** Start **
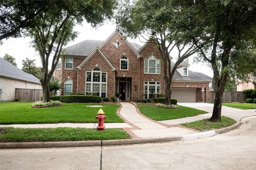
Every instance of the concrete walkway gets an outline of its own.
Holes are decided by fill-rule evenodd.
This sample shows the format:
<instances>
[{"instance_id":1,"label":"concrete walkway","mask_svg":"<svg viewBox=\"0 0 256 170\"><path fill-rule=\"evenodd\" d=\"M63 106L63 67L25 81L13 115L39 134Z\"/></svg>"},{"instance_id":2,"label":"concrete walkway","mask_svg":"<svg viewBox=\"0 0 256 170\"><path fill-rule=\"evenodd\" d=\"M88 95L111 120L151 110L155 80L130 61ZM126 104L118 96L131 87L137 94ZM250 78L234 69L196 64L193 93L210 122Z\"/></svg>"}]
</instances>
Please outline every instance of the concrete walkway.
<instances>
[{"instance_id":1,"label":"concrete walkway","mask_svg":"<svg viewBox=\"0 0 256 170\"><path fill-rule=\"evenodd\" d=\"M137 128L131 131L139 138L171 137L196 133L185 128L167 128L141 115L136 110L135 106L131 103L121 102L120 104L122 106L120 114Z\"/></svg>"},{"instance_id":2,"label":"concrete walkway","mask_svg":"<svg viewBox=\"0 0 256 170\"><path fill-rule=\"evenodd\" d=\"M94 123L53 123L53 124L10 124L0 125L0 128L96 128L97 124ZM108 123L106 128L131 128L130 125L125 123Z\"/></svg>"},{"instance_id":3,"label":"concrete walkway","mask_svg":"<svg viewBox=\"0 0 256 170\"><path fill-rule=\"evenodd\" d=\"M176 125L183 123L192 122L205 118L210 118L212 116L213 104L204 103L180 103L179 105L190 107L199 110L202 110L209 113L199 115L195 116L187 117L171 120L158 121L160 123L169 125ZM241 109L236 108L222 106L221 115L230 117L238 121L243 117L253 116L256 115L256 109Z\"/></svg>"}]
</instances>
** End **
** Start **
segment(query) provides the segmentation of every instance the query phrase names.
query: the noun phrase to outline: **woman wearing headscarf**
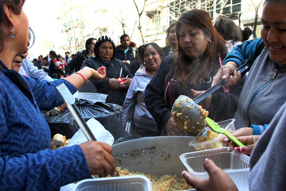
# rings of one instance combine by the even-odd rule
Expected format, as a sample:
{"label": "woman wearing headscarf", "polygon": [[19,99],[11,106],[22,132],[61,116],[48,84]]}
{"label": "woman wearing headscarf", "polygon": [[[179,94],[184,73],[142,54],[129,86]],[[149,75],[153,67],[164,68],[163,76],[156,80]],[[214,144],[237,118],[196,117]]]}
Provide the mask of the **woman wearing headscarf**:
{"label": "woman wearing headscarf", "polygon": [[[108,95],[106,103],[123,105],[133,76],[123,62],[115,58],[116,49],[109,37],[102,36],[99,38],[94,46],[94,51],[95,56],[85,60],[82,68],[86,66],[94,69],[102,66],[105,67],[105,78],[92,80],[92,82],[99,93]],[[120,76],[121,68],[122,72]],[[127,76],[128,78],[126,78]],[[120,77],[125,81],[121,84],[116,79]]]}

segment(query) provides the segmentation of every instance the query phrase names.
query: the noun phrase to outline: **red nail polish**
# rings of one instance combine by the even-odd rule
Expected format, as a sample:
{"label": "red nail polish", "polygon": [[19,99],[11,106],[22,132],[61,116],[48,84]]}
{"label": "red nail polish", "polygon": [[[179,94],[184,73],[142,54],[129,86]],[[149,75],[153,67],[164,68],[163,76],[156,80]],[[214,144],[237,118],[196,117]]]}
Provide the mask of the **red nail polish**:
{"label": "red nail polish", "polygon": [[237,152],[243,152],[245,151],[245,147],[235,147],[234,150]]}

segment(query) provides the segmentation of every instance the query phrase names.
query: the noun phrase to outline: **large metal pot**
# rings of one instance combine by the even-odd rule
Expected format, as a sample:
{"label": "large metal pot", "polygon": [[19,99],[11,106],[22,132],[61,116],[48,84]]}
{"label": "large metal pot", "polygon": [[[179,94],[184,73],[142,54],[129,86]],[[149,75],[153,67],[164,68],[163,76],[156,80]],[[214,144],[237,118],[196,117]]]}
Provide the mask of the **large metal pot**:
** End **
◆ Problem to work on
Pick out every line in the data above that contains the string "nail", and copy each one in full. Matching is case-sensitive.

◆ Exercise answer
query: the noun phrase to outline: **red nail polish**
{"label": "red nail polish", "polygon": [[19,99],[11,106],[22,132],[61,116],[48,84]]}
{"label": "red nail polish", "polygon": [[[179,94],[184,73],[142,54],[129,86]],[[149,75],[153,67],[164,68],[163,76],[156,80]],[[214,144],[237,118],[196,117]]]}
Provide the mask of the **red nail polish**:
{"label": "red nail polish", "polygon": [[237,152],[243,152],[245,151],[245,147],[235,147],[234,150]]}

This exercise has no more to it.